- **Exercise instructions**: Copy out all the lines of the data that hold the word "give".

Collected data
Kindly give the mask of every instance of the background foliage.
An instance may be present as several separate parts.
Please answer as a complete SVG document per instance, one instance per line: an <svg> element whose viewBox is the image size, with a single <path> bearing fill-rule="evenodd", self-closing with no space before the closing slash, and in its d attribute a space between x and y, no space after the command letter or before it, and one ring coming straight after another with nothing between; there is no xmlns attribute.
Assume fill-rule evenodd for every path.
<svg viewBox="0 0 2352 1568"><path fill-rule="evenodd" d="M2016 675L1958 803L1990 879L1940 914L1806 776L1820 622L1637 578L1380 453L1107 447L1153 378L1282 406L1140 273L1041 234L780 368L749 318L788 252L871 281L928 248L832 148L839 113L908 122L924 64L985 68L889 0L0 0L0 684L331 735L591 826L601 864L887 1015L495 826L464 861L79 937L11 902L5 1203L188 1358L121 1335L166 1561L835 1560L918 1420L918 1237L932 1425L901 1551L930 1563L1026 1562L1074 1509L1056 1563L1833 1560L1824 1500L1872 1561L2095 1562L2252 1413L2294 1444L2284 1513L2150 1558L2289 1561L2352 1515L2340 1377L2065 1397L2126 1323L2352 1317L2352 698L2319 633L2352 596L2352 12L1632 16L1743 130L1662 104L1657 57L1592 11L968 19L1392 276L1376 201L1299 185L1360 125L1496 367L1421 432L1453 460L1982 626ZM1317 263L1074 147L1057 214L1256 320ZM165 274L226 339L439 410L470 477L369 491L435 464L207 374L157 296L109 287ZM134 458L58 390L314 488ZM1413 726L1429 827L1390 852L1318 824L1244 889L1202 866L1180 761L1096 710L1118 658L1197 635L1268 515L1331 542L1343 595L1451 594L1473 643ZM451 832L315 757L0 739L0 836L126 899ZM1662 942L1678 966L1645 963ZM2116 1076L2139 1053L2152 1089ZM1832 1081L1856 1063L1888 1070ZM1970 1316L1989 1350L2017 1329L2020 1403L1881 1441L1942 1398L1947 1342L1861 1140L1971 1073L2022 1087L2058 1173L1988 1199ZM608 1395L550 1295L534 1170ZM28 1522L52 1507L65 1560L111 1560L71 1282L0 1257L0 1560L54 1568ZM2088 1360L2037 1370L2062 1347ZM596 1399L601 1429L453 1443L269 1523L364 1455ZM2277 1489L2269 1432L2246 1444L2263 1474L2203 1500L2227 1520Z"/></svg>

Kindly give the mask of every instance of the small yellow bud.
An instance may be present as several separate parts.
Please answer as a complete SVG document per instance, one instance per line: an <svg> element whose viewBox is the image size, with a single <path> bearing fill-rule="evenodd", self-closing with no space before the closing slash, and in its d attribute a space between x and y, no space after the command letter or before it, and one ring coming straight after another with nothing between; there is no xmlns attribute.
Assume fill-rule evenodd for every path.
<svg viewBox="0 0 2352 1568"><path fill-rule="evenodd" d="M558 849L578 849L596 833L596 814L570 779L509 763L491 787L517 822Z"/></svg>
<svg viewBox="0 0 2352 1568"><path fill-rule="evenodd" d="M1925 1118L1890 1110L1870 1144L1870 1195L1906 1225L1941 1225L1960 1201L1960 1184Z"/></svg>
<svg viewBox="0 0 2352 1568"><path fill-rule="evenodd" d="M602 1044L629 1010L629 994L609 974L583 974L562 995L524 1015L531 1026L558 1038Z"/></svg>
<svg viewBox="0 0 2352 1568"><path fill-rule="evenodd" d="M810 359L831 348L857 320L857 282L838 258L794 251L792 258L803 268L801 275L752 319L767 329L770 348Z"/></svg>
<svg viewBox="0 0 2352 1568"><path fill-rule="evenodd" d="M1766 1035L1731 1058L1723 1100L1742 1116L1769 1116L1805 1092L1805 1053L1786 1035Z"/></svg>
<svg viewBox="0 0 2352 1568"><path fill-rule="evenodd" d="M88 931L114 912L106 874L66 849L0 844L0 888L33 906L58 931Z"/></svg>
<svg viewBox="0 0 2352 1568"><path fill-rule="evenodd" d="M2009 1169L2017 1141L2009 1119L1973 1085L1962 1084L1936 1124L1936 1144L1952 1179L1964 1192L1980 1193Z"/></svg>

- **Written response**:
Kindly give the mask of every instance of the background foliage.
Kindly give the mask of every instance of the small yellow bud.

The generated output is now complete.